Setting Up a Data Center in Thailand: Key Legal and Practical Insights


Following a recent announcement by a leading global technology firm (Mircosoft) of its intention to establish an international data center in Thailand, the importance of understanding the regulatory landscape relating to data centers in Thailand has intensified. The  investment in question is expected to significantly enhance the prominence of AI and substantially boost Thailand’s GDP in question and development, aligning  with the government’s digital innovation initiatives.

A data center is a specialized facility that houses computer systems and associated components, such as telecommunications and storage systems. Data centers play a crucial role in the digital infrastructure of modern businesses and organizations, facilitating efficient data management and IT operations. They typically include redundant power supplies, data communications connections, and security devices.

This article discusses what regulations will likely apply in Thailand with respect to establishment and operation of data centers.

Legal Framework

  • Personal Data Protection Act B.E. 2562 (2019), as amended (PDPA)

Data maintained and processed at data centers may  include “personal data” of individuals and as such the key regulations and guideliness for the protection of such personal data in Thailand are the PDPA and the various regulations and guidelines issued by the Personal Data Protection Committee established under the PDPA.  These all pertain to the duties and responsibilities relating to the collection, processing (use) and disclosure or distribution of personal data (including the rights of individuals with respect to their personal data (referred to as “Data Subjects”))  issued by defined “data controllers”, “data processors”, “data protection officers” and others.

  • Electronic Transactions Act B.E. 2544 (2001), as amended (ETA).

Cloud computing services areregulated by the ETA and have been categorized by Announcements of the Electronic Transactions Committee into:

–  Infrastructure as a Service (IaaS): Includes essential computing resources like data storage and network systems, which allow users to efficiently use software without managing the underlying infrastructure.

–  Platform as a Service (PaaS): Offers computing platforms and databases which enable users to develop, run, and manage applications without having to deal with the complexity typically associated with building and maintaining the infrastructure

–  Software as a Service (SaaS): Involves providing software applications as a service, where users can configure and use software over the internet without involvement with its hardware.

  • Cloud Computing Guidelines B.E. 2562 (2019), as amended (CCG).

Material »
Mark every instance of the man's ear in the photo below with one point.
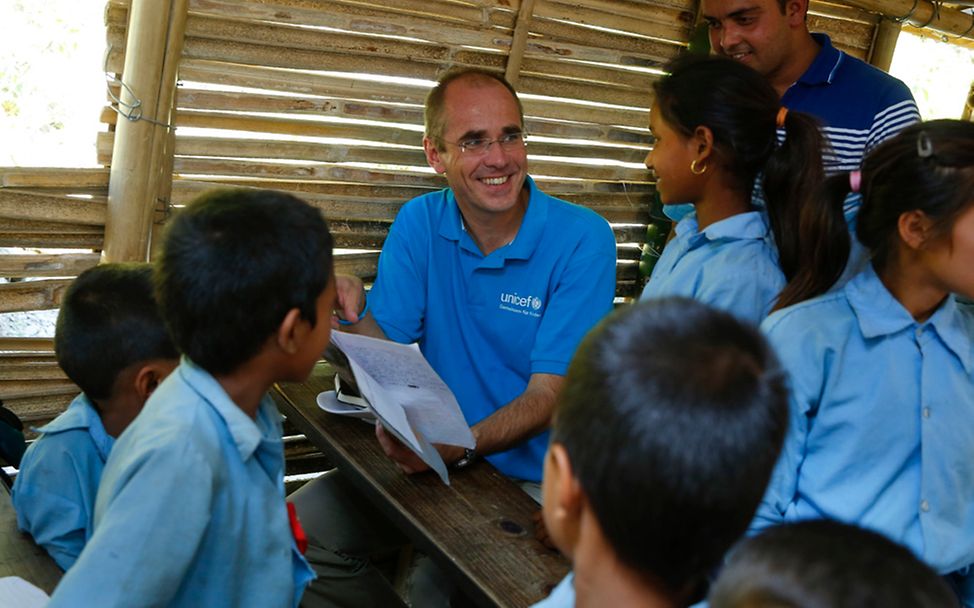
(795, 11)
(702, 142)
(433, 155)
(148, 377)
(291, 332)
(914, 228)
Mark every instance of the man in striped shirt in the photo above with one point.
(859, 105)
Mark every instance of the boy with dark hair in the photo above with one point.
(664, 438)
(827, 564)
(112, 343)
(191, 510)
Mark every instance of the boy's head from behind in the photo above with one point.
(827, 564)
(234, 265)
(111, 341)
(665, 434)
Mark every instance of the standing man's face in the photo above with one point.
(489, 181)
(754, 32)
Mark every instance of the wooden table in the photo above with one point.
(479, 529)
(19, 555)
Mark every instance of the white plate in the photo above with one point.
(330, 403)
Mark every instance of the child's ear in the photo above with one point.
(150, 375)
(914, 228)
(291, 332)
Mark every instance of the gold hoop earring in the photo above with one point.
(697, 170)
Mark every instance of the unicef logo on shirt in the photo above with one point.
(524, 305)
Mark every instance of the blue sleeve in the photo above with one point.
(582, 294)
(53, 499)
(154, 517)
(397, 300)
(805, 368)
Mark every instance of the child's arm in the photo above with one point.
(155, 512)
(801, 358)
(54, 494)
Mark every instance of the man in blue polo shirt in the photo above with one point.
(496, 281)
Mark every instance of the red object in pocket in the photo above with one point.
(300, 538)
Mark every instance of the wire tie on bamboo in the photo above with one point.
(903, 19)
(130, 111)
(934, 13)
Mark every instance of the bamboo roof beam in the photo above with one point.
(154, 48)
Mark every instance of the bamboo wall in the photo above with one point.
(296, 95)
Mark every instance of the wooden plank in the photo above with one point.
(17, 204)
(473, 528)
(27, 345)
(46, 177)
(42, 265)
(19, 555)
(32, 295)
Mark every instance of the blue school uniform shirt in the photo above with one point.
(486, 323)
(54, 493)
(881, 427)
(732, 265)
(191, 508)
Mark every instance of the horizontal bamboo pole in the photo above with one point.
(947, 20)
(17, 204)
(32, 295)
(13, 369)
(314, 84)
(50, 241)
(21, 177)
(11, 344)
(46, 265)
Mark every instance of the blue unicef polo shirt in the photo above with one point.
(486, 323)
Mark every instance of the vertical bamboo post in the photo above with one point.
(884, 44)
(155, 42)
(519, 41)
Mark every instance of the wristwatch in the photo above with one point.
(469, 457)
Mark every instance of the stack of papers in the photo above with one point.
(406, 395)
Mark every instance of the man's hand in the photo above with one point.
(350, 296)
(407, 459)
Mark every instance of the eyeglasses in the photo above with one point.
(479, 146)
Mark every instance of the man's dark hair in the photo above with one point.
(434, 112)
(109, 320)
(233, 263)
(672, 415)
(827, 564)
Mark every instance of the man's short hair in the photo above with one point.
(433, 115)
(672, 415)
(826, 563)
(233, 263)
(109, 321)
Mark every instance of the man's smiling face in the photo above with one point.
(757, 33)
(489, 182)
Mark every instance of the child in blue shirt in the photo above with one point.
(715, 122)
(655, 469)
(112, 343)
(882, 371)
(191, 508)
(826, 564)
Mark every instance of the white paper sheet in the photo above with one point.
(407, 396)
(15, 591)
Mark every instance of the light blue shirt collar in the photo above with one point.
(880, 314)
(82, 415)
(243, 429)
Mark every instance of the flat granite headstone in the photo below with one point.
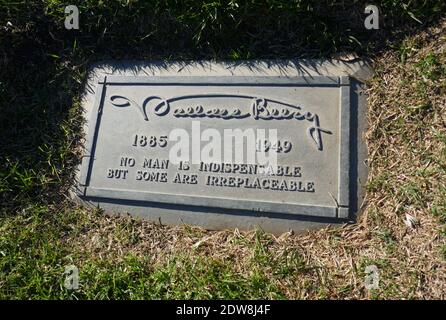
(158, 142)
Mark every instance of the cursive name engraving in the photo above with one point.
(259, 110)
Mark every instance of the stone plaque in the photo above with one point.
(221, 150)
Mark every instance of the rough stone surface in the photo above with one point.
(317, 108)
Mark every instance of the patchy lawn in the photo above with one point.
(42, 72)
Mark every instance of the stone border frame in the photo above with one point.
(340, 210)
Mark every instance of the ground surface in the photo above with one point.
(42, 73)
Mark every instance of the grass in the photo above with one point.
(42, 74)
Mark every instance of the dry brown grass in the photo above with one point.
(407, 158)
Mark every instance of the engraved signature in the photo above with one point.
(260, 110)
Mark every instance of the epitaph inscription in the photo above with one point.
(132, 149)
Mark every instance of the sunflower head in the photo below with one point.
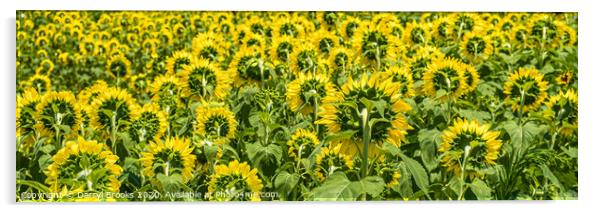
(470, 144)
(403, 76)
(166, 91)
(113, 108)
(347, 110)
(563, 108)
(84, 165)
(203, 80)
(526, 84)
(40, 82)
(445, 78)
(119, 67)
(26, 109)
(306, 91)
(235, 181)
(302, 144)
(332, 159)
(282, 48)
(171, 156)
(57, 109)
(175, 64)
(216, 123)
(476, 45)
(148, 123)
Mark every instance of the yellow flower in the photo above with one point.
(332, 159)
(470, 144)
(216, 122)
(339, 116)
(303, 93)
(417, 34)
(282, 48)
(563, 107)
(445, 75)
(175, 64)
(166, 91)
(402, 76)
(26, 108)
(172, 156)
(148, 123)
(235, 181)
(203, 80)
(111, 109)
(84, 165)
(302, 144)
(119, 67)
(56, 109)
(40, 82)
(476, 45)
(528, 83)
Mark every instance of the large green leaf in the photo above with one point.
(285, 182)
(338, 187)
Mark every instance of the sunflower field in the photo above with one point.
(295, 106)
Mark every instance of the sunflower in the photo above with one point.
(388, 171)
(341, 59)
(235, 181)
(338, 112)
(84, 165)
(565, 78)
(443, 28)
(332, 159)
(119, 67)
(46, 67)
(172, 156)
(417, 34)
(373, 44)
(465, 23)
(216, 122)
(563, 108)
(471, 76)
(166, 91)
(328, 20)
(57, 109)
(175, 64)
(148, 123)
(349, 26)
(26, 110)
(282, 48)
(112, 110)
(445, 75)
(305, 59)
(303, 93)
(325, 41)
(290, 27)
(470, 145)
(402, 76)
(248, 64)
(203, 80)
(302, 144)
(528, 83)
(40, 82)
(423, 57)
(544, 28)
(476, 45)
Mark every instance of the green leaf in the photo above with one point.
(550, 176)
(418, 173)
(480, 189)
(286, 182)
(337, 187)
(34, 184)
(428, 147)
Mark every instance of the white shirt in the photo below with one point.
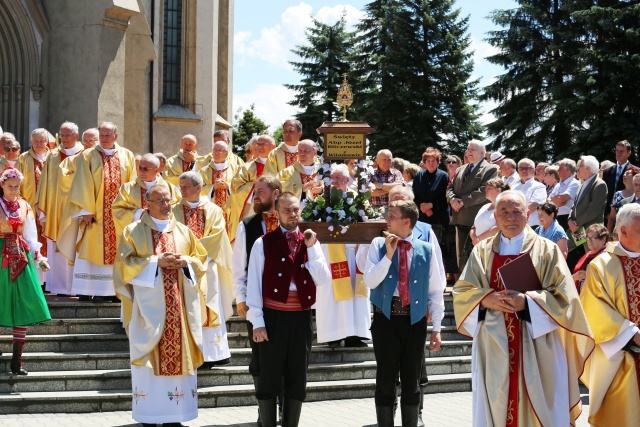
(535, 192)
(376, 269)
(567, 187)
(317, 266)
(484, 219)
(239, 263)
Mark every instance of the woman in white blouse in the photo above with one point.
(484, 226)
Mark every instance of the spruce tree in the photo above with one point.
(322, 65)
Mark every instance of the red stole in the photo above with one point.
(631, 271)
(111, 178)
(170, 344)
(512, 323)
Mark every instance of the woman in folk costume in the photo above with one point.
(22, 302)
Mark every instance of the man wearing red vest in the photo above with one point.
(284, 270)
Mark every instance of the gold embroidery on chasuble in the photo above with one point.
(111, 178)
(37, 173)
(290, 158)
(170, 344)
(512, 325)
(631, 271)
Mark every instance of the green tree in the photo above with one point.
(420, 92)
(247, 125)
(534, 117)
(322, 65)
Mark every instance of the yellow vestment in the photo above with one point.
(130, 199)
(93, 243)
(174, 167)
(216, 243)
(614, 398)
(539, 373)
(144, 306)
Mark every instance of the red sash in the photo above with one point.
(512, 323)
(170, 344)
(112, 179)
(631, 271)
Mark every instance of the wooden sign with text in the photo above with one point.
(344, 140)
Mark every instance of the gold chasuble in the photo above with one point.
(241, 190)
(294, 178)
(176, 166)
(130, 199)
(163, 322)
(206, 221)
(611, 299)
(95, 186)
(221, 196)
(32, 168)
(539, 364)
(280, 159)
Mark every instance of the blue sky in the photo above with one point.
(265, 32)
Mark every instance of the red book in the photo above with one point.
(520, 275)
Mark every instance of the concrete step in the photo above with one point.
(91, 342)
(208, 397)
(107, 360)
(120, 379)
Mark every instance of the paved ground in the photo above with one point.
(443, 410)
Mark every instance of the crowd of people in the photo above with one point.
(178, 240)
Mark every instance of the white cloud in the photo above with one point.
(273, 44)
(270, 102)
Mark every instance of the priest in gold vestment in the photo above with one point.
(610, 296)
(244, 180)
(528, 348)
(31, 164)
(158, 277)
(51, 199)
(301, 178)
(206, 221)
(287, 153)
(130, 204)
(217, 176)
(87, 234)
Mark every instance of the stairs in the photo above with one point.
(79, 362)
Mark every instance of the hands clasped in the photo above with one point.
(172, 261)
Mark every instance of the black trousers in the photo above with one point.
(286, 354)
(399, 348)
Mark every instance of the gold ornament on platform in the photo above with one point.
(345, 97)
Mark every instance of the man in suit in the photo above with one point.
(612, 176)
(588, 206)
(466, 196)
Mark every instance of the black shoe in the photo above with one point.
(384, 415)
(219, 363)
(268, 412)
(354, 342)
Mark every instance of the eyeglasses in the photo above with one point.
(161, 201)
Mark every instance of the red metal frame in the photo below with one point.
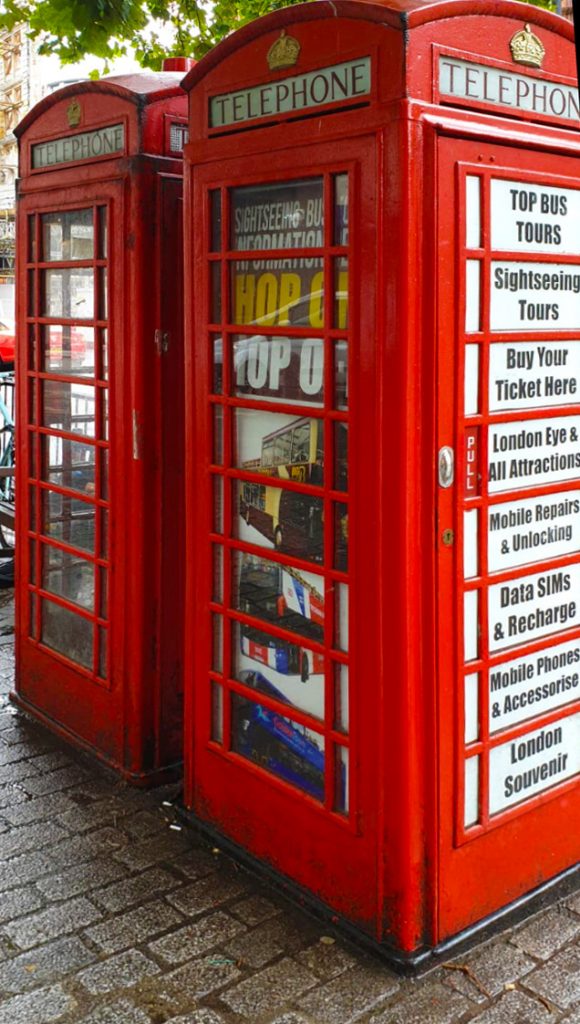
(131, 719)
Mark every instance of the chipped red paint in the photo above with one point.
(400, 864)
(104, 147)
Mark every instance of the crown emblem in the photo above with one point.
(74, 114)
(527, 48)
(284, 52)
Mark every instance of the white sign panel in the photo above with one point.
(533, 685)
(533, 375)
(535, 218)
(500, 87)
(534, 763)
(534, 606)
(86, 145)
(300, 92)
(526, 453)
(535, 297)
(533, 529)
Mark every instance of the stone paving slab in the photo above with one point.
(110, 916)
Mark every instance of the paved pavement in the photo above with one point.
(110, 915)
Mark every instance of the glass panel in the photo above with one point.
(216, 713)
(278, 594)
(102, 335)
(341, 615)
(287, 520)
(279, 215)
(69, 407)
(68, 293)
(279, 745)
(102, 232)
(68, 350)
(472, 212)
(470, 631)
(341, 697)
(217, 594)
(263, 293)
(102, 651)
(340, 315)
(67, 633)
(104, 395)
(341, 779)
(217, 355)
(69, 577)
(279, 369)
(218, 435)
(68, 236)
(69, 464)
(215, 215)
(340, 235)
(104, 596)
(217, 643)
(471, 380)
(280, 445)
(32, 239)
(32, 353)
(105, 474)
(472, 290)
(218, 505)
(102, 304)
(104, 532)
(341, 537)
(471, 802)
(471, 692)
(69, 519)
(341, 456)
(31, 293)
(341, 375)
(215, 304)
(33, 631)
(284, 671)
(470, 553)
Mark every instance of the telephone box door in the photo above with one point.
(285, 744)
(508, 291)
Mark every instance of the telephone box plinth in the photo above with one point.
(99, 406)
(383, 457)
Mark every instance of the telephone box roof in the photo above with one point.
(399, 14)
(139, 88)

Goals »
(1) In the Thailand data center article, copy the passage from "Legal Framework" to "as amended (ETA).".
(2) Answer these questions using the Thailand data center article:
(a) What three things does it say data centers typically include?
(b) Which committee, set up under the PDPA, issues regulations and guidelines on personal data?
(c) Which cloud service category involves providing software applications as a service?
The entries have nothing to do with the Thailand data center article.

Problem solutions »
(1)
Legal Framework

  • Personal Data Protection Act B.E. 2562 (2019), as amended (PDPA)

Data maintained and processed at data centers may  include “personal data” of individuals and as such the key regulations and guideliness for the protection of such personal data in Thailand are the PDPA and the various regulations and guidelines issued by the Personal Data Protection Committee established under the PDPA.  These all pertain to the duties and responsibilities relating to the collection, processing (use) and disclosure or distribution of personal data (including the rights of individuals with respect to their personal data (referred to as “Data Subjects”))  issued by defined “data controllers”, “data processors”, “data protection officers” and others.

  • Electronic Transactions Act B.E. 2544 (2001), as amended (ETA).

(2)
(a) Redundant power supplies, data communications connections, and security devices.
(b) The Personal Data Protection Committee.
(c) Software as a Service (SaaS).